> **SET EXERCISE**:
Extract all of the entries and give them again, word for word.

> **Collection entries**:
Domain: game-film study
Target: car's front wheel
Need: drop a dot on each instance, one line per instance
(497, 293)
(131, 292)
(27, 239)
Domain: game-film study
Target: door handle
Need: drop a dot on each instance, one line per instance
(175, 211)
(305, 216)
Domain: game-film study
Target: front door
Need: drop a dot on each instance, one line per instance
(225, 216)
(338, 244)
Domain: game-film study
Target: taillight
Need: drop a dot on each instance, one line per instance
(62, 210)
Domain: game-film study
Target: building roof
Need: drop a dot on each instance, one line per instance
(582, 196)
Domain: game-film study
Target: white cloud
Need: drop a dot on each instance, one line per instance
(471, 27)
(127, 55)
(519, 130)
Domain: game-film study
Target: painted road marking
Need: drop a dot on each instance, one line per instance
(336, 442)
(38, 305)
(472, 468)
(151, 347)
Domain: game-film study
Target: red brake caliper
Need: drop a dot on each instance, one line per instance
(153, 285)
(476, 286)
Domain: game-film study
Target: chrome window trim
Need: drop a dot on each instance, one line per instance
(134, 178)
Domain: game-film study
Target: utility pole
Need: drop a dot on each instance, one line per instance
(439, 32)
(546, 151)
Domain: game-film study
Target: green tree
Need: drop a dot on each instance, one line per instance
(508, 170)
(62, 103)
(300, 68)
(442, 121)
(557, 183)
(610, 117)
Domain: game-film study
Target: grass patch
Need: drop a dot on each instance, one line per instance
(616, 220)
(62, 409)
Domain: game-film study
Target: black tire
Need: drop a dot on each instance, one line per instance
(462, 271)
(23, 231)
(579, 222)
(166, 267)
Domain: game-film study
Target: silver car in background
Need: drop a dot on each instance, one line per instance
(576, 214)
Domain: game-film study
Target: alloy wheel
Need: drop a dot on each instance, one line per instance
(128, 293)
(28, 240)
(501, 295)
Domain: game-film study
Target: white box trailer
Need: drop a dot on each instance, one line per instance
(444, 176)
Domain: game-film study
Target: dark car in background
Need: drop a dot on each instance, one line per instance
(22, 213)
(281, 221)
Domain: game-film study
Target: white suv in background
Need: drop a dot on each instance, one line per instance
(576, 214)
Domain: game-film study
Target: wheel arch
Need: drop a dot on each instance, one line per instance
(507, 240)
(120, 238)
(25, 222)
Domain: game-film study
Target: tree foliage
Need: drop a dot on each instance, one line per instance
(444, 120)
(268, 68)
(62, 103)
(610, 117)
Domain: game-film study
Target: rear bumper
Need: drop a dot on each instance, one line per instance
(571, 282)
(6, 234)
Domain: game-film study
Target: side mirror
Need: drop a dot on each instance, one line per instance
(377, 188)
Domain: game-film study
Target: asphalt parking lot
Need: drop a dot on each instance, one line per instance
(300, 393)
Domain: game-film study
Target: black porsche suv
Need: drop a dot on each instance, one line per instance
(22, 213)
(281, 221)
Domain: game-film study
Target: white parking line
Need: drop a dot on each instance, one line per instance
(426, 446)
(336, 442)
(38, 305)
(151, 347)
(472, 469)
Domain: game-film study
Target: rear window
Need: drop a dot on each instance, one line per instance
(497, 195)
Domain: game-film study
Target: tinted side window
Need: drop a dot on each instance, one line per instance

> **RIGHT ANSWER**:
Domain: game-film study
Target: car's front wheel
Need: drop a dot on each instance, one line per instance
(497, 293)
(131, 292)
(27, 239)
Domain: game-film study
Target: door handle
Need: drop a dot on each instance, one line per instance
(175, 211)
(305, 216)
Domain: game-film study
Target: front door
Need: drop a dot on each instance, one line per instance
(225, 216)
(338, 244)
Domain: game-film study
Target: taillight
Need: drop a dot on each instance, one line per instance
(62, 210)
Domain: game-film study
Target: building roof
Need: drop a dot on each instance, one line per instance
(582, 196)
Domain: game-film study
Target: white cloud
Need: drop a dot on each instance, one line per instance
(471, 27)
(127, 55)
(519, 130)
Domain: game-film study
Target: painted road marking
Need: drop a dot on each instance, one line per instance
(336, 442)
(38, 305)
(472, 468)
(151, 347)
Domain: game-film study
Target: red brake caliper
Need: drop a dot on each instance, one line per instance
(153, 285)
(476, 286)
Domain: game-film study
Target: chrome window trim
Need: drop a dot on each instance, one line per instance
(134, 178)
Domain: game-film study
Target: utility pole
Need: drop a dot on each instance, one line per instance
(439, 32)
(546, 151)
Domain: game-film study
Target: green tree
Need: drop a dot on each instance, one line per instance
(508, 170)
(62, 103)
(300, 68)
(442, 121)
(557, 183)
(610, 117)
Domain: game-film study
Target: grass patch
Need: drop a dot on each instance, one line per instance
(616, 220)
(62, 409)
Domain: game-film study
Target: black tire
Need: drop a dot on each instance, one line per instance
(462, 271)
(23, 231)
(579, 222)
(166, 267)
Domain: game-film study
Target: silver car in background
Need: drop a dot on each instance, one line per instance
(576, 214)
Domain: game-film study
Target: alloy wheel
Need: drop a dot on each instance, one line per instance
(128, 293)
(28, 240)
(501, 295)
Domain: game-film study
Target: white box trailer
Need: drop a dot on each instance, one line per instance
(444, 176)
Domain: game-film study
Target: dark car in background
Need: drop a dot on each instance, one line per instance
(22, 213)
(281, 221)
Domain: game-film study
Target: white suv in background
Need: drop a dot on each instance, one line per instance
(576, 214)
Domain: game-film study
Target: wheel arch
Need: drop a dot on each instance, one line per instance
(507, 240)
(120, 238)
(25, 222)
Domain: game-film study
Target: tree foliage
Need: drop a dot on each instance, one line per instance
(444, 120)
(268, 68)
(62, 103)
(610, 117)
Domain: game-film study
Target: rear bumper
Need: drop a dot on each instance, one line per instance
(571, 282)
(6, 234)
Domain: game-film study
Target: side mirror
Need: drop a dot on each instance, one line per instance
(377, 188)
Domain: game-film study
Target: asphalt parking lot
Need: drop a dot on each instance, one line per instance
(300, 393)
Domain: game-film study
Target: black porsche suv
Need: drop a dot on each instance, one line per instance
(22, 213)
(281, 221)
Domain: game-film study
Target: white parking line
Need: drop a dot on each instance, one line per instance
(426, 446)
(336, 442)
(38, 305)
(151, 347)
(472, 469)
Domain: game-film study
Target: rear window
Need: drop a dot on each instance, one line per instance
(497, 195)
Domain: game-film study
Target: tinted side window
Need: drop a dot on each instance, one line per instance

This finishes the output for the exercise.